▸ **REQUIRED ACTION**:
If a line below holds the word "post", count it; then say how many such lines there are and nothing else.
***** EXTRACTED RECORDS
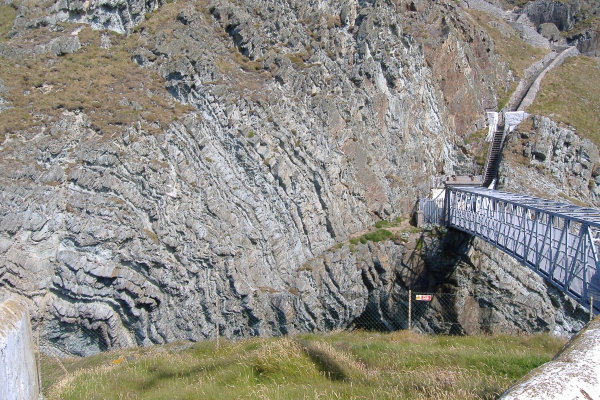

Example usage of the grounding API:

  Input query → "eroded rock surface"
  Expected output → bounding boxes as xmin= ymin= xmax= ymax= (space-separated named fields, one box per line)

xmin=5 ymin=0 xmax=163 ymax=35
xmin=0 ymin=0 xmax=590 ymax=354
xmin=0 ymin=0 xmax=470 ymax=354
xmin=500 ymin=116 xmax=600 ymax=206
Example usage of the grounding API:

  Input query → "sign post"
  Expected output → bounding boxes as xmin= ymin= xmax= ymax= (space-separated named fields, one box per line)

xmin=408 ymin=289 xmax=412 ymax=331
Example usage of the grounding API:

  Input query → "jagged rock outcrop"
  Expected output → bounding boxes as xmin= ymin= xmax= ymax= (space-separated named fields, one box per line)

xmin=500 ymin=116 xmax=600 ymax=206
xmin=0 ymin=0 xmax=474 ymax=354
xmin=0 ymin=78 xmax=8 ymax=112
xmin=569 ymin=28 xmax=600 ymax=56
xmin=453 ymin=238 xmax=587 ymax=335
xmin=538 ymin=22 xmax=561 ymax=42
xmin=522 ymin=0 xmax=580 ymax=31
xmin=0 ymin=0 xmax=590 ymax=355
xmin=513 ymin=0 xmax=600 ymax=55
xmin=4 ymin=0 xmax=163 ymax=35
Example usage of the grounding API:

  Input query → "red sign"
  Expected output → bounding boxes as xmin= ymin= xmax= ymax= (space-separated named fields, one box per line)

xmin=415 ymin=294 xmax=433 ymax=301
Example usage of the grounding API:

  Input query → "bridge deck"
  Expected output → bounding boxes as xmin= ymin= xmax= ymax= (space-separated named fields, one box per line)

xmin=446 ymin=186 xmax=600 ymax=314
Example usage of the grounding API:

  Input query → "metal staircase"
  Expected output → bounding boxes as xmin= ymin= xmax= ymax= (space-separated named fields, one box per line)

xmin=482 ymin=126 xmax=505 ymax=188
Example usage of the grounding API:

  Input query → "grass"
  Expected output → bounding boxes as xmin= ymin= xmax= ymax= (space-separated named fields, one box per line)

xmin=529 ymin=56 xmax=600 ymax=147
xmin=0 ymin=4 xmax=16 ymax=42
xmin=374 ymin=217 xmax=403 ymax=229
xmin=0 ymin=17 xmax=193 ymax=137
xmin=42 ymin=330 xmax=566 ymax=400
xmin=466 ymin=10 xmax=549 ymax=79
xmin=465 ymin=9 xmax=549 ymax=110
xmin=361 ymin=229 xmax=394 ymax=243
xmin=346 ymin=218 xmax=419 ymax=247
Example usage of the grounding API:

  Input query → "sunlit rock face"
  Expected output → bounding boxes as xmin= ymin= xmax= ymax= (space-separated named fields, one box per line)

xmin=0 ymin=0 xmax=588 ymax=354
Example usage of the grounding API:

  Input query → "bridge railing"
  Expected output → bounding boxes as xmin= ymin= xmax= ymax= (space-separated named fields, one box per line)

xmin=446 ymin=186 xmax=600 ymax=313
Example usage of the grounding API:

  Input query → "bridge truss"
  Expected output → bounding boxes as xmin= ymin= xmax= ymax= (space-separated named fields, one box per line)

xmin=446 ymin=186 xmax=600 ymax=314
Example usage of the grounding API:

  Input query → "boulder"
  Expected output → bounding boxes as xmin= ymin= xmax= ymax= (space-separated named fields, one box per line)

xmin=538 ymin=22 xmax=561 ymax=42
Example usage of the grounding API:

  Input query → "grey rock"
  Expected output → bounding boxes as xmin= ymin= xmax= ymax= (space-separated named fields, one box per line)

xmin=0 ymin=78 xmax=8 ymax=112
xmin=0 ymin=0 xmax=464 ymax=353
xmin=0 ymin=0 xmax=588 ymax=356
xmin=57 ymin=0 xmax=164 ymax=34
xmin=538 ymin=22 xmax=561 ymax=42
xmin=501 ymin=116 xmax=600 ymax=206
xmin=531 ymin=140 xmax=550 ymax=161
xmin=522 ymin=0 xmax=580 ymax=31
xmin=453 ymin=238 xmax=587 ymax=336
xmin=34 ymin=35 xmax=81 ymax=56
xmin=569 ymin=29 xmax=600 ymax=56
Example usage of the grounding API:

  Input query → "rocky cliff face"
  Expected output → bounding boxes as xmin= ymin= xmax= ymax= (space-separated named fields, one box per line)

xmin=5 ymin=0 xmax=164 ymax=34
xmin=513 ymin=0 xmax=600 ymax=55
xmin=521 ymin=0 xmax=581 ymax=31
xmin=452 ymin=237 xmax=587 ymax=335
xmin=0 ymin=0 xmax=591 ymax=354
xmin=500 ymin=116 xmax=600 ymax=207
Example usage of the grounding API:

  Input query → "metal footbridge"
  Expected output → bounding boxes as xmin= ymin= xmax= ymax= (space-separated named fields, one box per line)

xmin=422 ymin=186 xmax=600 ymax=314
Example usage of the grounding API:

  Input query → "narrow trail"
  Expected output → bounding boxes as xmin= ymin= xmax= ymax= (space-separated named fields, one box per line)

xmin=463 ymin=0 xmax=579 ymax=113
xmin=508 ymin=50 xmax=559 ymax=112
xmin=461 ymin=1 xmax=580 ymax=188
xmin=462 ymin=0 xmax=551 ymax=49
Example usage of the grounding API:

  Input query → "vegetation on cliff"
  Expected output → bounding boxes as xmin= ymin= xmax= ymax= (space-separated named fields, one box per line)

xmin=529 ymin=56 xmax=600 ymax=146
xmin=0 ymin=23 xmax=192 ymax=137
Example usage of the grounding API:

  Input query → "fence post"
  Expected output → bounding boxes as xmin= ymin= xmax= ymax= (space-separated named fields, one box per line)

xmin=216 ymin=296 xmax=220 ymax=350
xmin=36 ymin=330 xmax=42 ymax=394
xmin=444 ymin=188 xmax=450 ymax=225
xmin=408 ymin=289 xmax=412 ymax=331
xmin=591 ymin=296 xmax=595 ymax=322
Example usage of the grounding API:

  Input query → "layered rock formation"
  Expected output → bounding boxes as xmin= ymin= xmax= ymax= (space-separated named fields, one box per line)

xmin=513 ymin=0 xmax=600 ymax=55
xmin=6 ymin=0 xmax=163 ymax=35
xmin=0 ymin=0 xmax=592 ymax=354
xmin=501 ymin=116 xmax=600 ymax=206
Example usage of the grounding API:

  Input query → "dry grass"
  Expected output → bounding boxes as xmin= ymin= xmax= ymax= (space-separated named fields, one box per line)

xmin=529 ymin=56 xmax=600 ymax=147
xmin=42 ymin=330 xmax=565 ymax=400
xmin=0 ymin=22 xmax=193 ymax=137
xmin=0 ymin=4 xmax=16 ymax=41
xmin=466 ymin=10 xmax=549 ymax=79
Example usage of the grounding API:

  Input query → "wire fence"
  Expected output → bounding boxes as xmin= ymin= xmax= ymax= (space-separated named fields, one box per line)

xmin=31 ymin=290 xmax=596 ymax=395
xmin=348 ymin=290 xmax=594 ymax=337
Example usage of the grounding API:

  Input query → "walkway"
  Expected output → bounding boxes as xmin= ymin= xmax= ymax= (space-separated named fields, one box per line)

xmin=446 ymin=186 xmax=600 ymax=313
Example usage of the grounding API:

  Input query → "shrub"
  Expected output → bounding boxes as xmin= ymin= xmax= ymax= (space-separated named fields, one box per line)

xmin=361 ymin=229 xmax=394 ymax=243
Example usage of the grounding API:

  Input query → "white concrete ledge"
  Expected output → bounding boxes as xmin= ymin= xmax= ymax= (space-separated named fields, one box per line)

xmin=0 ymin=298 xmax=40 ymax=400
xmin=501 ymin=316 xmax=600 ymax=399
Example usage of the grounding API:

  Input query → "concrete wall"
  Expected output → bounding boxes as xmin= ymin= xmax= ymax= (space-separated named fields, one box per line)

xmin=517 ymin=46 xmax=580 ymax=112
xmin=501 ymin=315 xmax=600 ymax=399
xmin=0 ymin=298 xmax=40 ymax=400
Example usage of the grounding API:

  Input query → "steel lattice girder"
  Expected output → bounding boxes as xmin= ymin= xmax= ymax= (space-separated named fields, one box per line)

xmin=449 ymin=187 xmax=600 ymax=225
xmin=445 ymin=186 xmax=600 ymax=314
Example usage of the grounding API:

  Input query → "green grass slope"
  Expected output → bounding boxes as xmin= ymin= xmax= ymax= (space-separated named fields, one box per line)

xmin=529 ymin=56 xmax=600 ymax=146
xmin=43 ymin=331 xmax=565 ymax=400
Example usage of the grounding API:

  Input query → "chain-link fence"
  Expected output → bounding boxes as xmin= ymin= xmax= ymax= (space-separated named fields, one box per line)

xmin=349 ymin=291 xmax=466 ymax=335
xmin=348 ymin=290 xmax=595 ymax=336
xmin=31 ymin=290 xmax=596 ymax=395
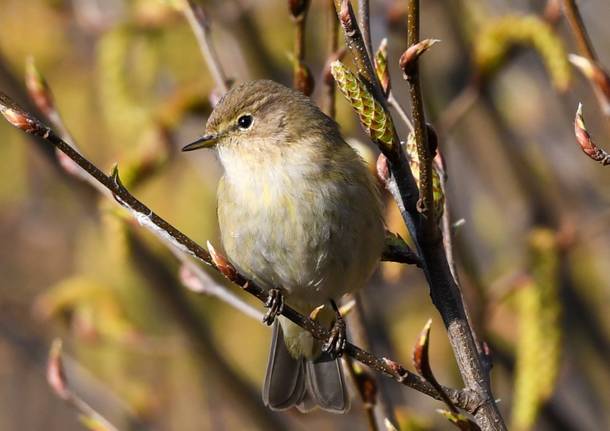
**********
▸ **FINISHED TASK**:
2